**EXERCISE:**
Extract each line of the data below that contains the string "headscarf". Case matters, so a line counts only if its letters match in case.

**DATA TO PROCESS:**
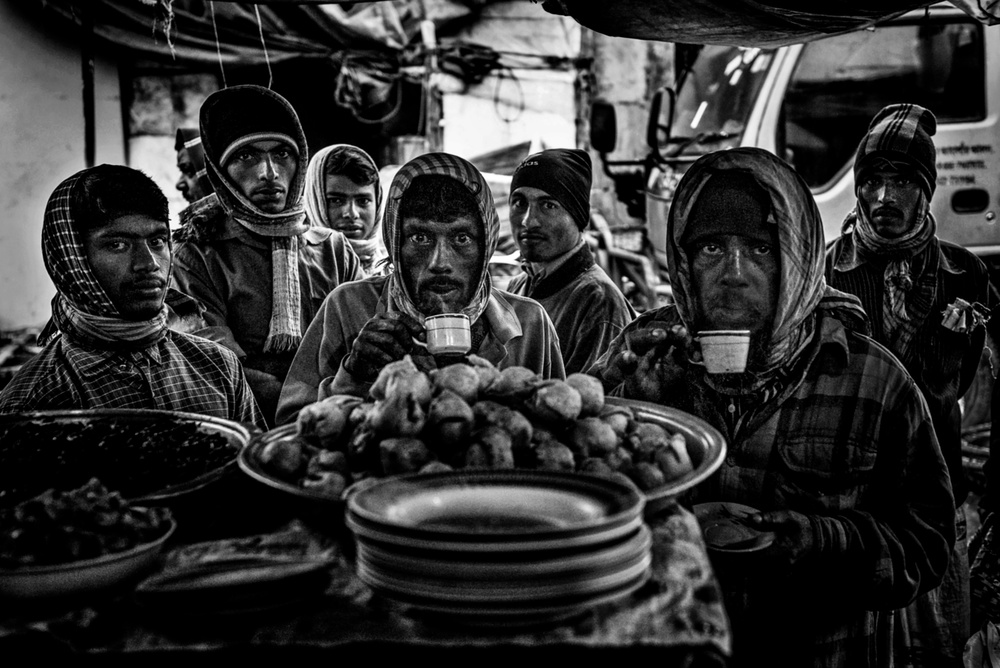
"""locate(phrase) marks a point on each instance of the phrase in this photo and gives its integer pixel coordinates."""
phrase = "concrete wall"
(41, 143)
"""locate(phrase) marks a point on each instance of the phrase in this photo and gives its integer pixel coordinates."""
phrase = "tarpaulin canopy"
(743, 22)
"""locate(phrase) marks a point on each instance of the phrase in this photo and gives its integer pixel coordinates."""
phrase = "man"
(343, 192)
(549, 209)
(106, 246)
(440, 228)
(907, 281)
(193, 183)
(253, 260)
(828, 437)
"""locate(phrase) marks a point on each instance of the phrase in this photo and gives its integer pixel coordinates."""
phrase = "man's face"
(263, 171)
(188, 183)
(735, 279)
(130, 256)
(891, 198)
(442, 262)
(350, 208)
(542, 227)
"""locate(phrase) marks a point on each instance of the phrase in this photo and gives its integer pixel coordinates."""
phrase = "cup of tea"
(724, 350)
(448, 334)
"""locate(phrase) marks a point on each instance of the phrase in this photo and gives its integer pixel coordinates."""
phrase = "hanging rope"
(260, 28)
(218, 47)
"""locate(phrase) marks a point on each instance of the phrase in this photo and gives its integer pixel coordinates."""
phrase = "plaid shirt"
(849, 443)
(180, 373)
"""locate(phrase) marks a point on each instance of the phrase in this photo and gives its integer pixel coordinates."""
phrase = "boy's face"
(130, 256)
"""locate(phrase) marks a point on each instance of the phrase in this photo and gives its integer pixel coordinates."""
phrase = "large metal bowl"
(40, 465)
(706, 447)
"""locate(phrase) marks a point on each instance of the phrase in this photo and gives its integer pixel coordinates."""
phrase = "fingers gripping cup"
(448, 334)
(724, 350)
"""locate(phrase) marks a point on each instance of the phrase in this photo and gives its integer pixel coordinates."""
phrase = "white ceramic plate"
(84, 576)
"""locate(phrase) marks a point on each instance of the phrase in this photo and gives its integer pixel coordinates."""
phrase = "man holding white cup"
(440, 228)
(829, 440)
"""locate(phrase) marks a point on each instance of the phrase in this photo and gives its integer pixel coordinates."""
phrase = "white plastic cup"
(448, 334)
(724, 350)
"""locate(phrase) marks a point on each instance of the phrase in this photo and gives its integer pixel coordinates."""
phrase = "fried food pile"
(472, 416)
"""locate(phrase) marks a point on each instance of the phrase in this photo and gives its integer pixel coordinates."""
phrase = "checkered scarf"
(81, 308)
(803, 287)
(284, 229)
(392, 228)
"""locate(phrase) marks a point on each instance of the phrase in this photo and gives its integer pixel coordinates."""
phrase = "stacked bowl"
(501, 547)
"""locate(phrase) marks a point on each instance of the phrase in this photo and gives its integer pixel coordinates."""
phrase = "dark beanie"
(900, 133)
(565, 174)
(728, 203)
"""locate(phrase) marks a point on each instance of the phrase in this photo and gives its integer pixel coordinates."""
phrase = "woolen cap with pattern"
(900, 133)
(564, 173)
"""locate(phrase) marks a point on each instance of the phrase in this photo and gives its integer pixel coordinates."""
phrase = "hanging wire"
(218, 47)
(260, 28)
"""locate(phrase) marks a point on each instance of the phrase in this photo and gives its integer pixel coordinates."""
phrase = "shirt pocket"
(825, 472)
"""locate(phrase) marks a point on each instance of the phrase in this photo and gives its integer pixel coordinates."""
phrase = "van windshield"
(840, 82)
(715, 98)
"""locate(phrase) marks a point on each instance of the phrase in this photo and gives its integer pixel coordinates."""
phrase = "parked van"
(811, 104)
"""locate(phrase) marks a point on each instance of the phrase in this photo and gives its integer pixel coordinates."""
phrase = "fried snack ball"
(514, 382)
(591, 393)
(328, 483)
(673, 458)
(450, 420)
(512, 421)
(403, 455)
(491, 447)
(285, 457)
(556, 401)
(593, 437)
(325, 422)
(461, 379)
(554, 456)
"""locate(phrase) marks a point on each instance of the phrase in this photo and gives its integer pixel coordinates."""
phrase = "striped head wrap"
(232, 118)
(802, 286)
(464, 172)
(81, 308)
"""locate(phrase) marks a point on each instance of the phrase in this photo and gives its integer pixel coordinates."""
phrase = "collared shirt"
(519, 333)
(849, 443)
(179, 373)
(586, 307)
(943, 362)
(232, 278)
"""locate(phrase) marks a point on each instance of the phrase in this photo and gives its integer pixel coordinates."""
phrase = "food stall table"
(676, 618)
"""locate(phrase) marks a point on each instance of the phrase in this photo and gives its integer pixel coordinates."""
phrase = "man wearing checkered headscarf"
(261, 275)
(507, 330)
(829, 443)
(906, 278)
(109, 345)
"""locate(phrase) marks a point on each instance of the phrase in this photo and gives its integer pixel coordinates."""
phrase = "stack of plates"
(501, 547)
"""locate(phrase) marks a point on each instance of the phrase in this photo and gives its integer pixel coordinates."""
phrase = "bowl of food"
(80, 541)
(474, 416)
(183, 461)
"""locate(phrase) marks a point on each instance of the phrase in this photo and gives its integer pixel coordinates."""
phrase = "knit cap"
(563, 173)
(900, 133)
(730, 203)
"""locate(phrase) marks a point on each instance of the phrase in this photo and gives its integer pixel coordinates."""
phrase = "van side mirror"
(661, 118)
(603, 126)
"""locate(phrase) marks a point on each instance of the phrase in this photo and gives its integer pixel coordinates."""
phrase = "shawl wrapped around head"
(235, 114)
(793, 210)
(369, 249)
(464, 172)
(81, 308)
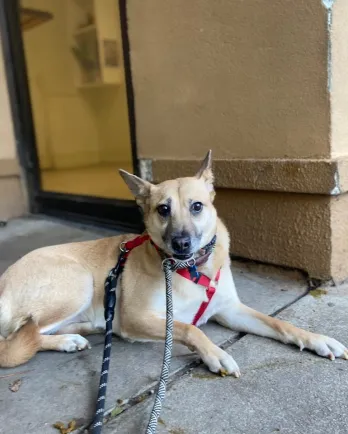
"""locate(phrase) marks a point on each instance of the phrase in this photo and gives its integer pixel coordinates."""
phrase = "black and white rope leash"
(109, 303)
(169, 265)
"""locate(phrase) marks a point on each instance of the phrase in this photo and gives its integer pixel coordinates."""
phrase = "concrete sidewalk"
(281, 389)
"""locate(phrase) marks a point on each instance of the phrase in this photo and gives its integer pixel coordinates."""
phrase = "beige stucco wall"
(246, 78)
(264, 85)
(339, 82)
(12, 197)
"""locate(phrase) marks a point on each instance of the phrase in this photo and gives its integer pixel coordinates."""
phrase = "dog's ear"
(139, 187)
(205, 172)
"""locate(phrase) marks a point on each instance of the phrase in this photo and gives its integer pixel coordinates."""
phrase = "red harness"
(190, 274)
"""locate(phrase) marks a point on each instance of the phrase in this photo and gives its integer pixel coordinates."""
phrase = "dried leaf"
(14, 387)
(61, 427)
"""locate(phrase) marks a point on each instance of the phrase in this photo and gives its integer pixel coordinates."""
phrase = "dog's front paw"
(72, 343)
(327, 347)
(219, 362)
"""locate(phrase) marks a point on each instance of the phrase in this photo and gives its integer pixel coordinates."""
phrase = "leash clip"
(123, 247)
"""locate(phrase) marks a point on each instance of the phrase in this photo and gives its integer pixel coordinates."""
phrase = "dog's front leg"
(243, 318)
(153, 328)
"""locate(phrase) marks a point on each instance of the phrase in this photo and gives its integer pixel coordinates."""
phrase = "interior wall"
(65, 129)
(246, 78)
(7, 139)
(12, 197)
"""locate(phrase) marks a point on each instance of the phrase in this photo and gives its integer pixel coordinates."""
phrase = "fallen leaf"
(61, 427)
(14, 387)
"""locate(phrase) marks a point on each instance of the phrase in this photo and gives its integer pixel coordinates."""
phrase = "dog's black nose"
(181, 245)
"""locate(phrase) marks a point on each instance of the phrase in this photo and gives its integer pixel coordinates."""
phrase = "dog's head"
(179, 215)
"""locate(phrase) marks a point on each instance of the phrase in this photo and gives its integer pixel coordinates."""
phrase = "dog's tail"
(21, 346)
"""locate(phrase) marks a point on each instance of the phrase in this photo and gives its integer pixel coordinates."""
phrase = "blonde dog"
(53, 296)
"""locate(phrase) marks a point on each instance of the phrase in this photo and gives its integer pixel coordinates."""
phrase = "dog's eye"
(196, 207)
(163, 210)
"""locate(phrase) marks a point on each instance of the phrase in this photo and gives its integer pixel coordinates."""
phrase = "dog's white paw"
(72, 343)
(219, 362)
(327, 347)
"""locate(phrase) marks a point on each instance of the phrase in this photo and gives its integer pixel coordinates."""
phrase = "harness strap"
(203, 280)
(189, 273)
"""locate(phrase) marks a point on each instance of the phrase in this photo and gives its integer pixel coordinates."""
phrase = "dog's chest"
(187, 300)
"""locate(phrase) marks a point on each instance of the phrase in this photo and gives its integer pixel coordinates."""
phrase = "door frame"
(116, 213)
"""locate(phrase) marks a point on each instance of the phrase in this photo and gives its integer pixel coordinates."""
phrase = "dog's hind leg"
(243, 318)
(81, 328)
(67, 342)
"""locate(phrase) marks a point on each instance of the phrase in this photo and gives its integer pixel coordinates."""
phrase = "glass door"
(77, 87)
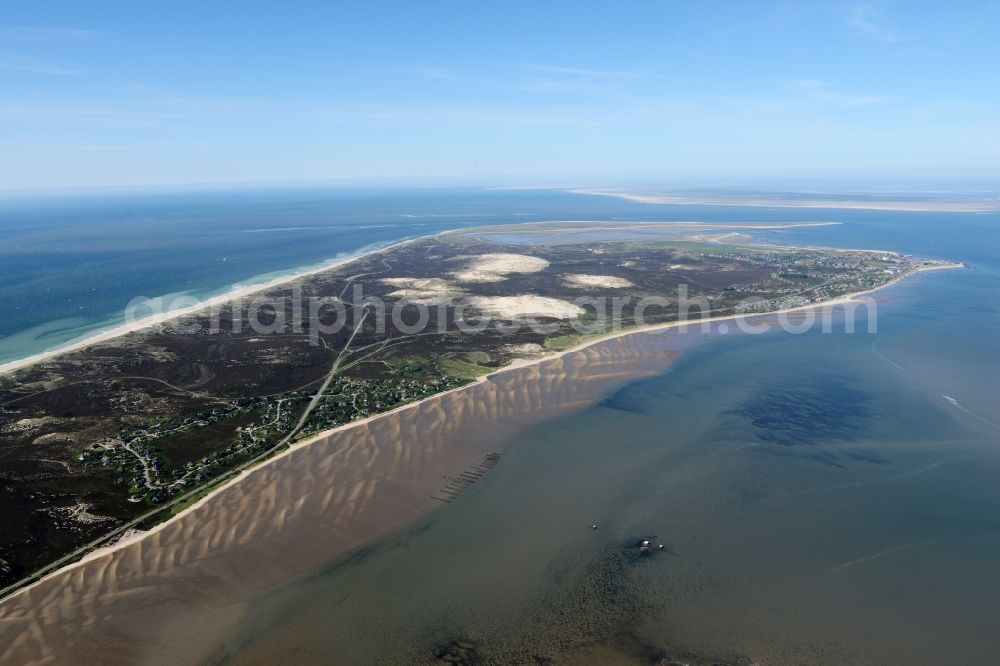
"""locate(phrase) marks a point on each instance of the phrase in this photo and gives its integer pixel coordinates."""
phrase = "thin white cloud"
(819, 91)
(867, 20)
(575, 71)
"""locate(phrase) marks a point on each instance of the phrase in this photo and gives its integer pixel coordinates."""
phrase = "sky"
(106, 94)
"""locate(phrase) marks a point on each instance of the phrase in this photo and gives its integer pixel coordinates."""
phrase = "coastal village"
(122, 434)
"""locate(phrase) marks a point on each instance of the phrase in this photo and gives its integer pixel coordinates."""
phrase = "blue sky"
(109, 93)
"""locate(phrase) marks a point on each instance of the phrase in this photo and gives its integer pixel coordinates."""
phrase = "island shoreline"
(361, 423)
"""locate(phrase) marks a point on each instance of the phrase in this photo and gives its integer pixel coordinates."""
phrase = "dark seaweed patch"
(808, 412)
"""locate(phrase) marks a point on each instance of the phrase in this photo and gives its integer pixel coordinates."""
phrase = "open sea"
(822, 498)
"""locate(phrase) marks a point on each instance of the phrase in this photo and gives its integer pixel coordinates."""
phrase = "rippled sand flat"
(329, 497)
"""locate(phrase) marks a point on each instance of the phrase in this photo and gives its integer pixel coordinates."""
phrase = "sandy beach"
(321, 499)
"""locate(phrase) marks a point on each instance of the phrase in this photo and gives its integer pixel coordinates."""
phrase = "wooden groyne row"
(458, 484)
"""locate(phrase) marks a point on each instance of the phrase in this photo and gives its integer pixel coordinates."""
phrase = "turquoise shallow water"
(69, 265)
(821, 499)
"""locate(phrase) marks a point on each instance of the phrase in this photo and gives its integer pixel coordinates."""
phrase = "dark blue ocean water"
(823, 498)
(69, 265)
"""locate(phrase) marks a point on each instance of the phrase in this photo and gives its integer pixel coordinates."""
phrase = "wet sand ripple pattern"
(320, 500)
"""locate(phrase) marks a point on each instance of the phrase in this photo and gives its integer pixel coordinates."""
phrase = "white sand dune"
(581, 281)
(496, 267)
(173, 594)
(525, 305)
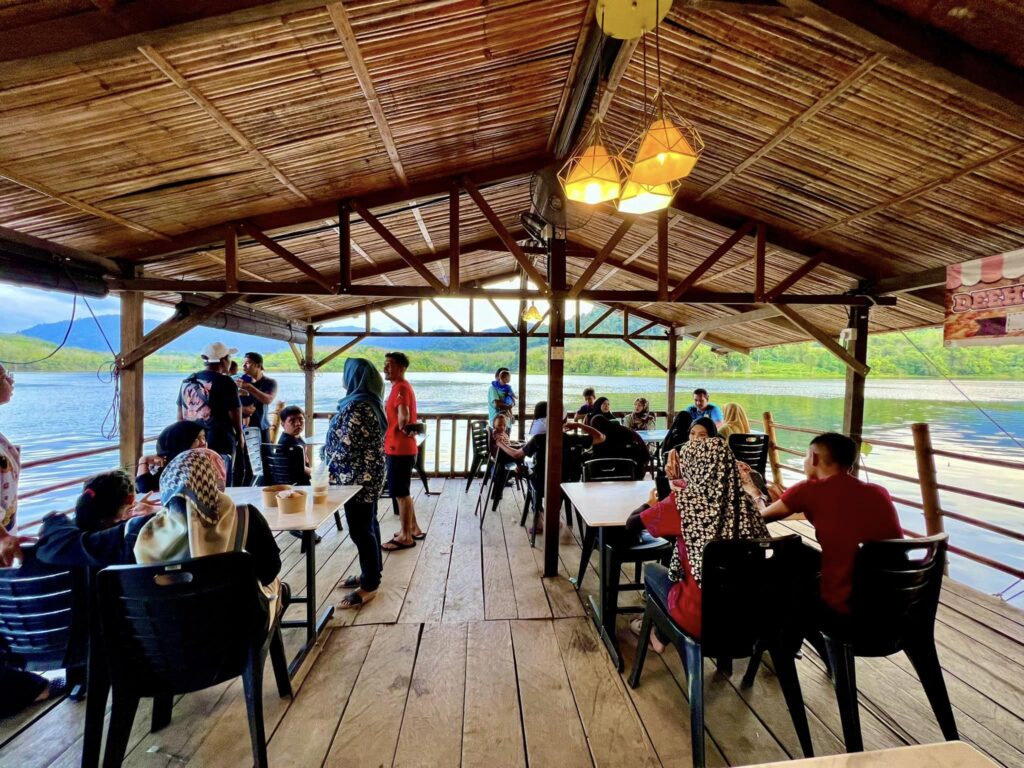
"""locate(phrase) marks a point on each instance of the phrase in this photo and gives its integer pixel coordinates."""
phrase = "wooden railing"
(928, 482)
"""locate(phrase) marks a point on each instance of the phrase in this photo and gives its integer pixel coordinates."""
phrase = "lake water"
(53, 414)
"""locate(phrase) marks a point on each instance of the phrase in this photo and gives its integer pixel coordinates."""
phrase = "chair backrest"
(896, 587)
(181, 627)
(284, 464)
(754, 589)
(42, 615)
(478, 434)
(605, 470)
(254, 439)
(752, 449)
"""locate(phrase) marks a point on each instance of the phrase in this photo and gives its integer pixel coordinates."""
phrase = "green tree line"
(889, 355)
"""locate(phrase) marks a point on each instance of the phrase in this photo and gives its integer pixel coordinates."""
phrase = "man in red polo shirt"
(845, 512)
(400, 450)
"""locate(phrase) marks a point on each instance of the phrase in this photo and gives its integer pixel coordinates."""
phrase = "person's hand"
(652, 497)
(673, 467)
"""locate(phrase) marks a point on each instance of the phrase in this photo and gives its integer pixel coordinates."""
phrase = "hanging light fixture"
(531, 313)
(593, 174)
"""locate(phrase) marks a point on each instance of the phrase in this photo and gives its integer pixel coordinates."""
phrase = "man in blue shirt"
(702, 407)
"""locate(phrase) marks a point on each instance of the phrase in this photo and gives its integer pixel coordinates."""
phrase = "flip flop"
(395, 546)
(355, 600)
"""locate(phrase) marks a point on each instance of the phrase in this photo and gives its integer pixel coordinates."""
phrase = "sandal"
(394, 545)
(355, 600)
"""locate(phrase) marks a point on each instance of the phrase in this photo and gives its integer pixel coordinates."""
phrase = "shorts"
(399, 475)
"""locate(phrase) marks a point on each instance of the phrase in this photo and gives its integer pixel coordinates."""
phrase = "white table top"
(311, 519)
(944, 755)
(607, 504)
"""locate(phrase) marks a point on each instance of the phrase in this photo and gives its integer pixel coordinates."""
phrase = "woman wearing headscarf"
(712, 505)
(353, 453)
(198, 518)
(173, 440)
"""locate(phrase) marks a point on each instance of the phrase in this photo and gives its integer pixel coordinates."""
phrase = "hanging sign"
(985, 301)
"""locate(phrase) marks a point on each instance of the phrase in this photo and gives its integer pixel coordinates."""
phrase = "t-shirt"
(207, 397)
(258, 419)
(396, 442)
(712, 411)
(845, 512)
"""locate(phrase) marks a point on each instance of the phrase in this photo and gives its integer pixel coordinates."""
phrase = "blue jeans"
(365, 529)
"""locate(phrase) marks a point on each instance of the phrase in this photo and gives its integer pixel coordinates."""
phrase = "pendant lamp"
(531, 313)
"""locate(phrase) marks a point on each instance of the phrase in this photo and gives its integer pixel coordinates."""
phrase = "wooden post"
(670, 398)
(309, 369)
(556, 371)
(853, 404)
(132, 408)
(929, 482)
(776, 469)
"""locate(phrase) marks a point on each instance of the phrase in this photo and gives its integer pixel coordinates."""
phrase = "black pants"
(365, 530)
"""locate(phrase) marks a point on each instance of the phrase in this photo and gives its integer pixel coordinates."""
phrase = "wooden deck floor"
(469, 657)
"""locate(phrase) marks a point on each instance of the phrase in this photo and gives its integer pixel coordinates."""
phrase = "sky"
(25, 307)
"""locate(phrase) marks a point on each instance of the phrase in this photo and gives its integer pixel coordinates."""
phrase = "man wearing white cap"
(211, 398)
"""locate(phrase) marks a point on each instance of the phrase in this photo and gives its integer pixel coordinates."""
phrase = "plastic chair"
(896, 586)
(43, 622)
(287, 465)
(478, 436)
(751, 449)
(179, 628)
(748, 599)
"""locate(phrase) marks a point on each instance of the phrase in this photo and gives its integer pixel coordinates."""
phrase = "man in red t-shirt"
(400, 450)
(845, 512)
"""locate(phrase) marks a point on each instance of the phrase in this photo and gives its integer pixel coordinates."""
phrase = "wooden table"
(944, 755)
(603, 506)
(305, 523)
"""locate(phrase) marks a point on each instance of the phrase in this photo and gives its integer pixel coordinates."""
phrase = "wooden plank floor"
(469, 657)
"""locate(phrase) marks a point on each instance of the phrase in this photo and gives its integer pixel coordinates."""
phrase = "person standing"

**RESULT OF THIS TASK:**
phrase = "man wearing checkered headscarf"
phrase = "woman wearing headscarf"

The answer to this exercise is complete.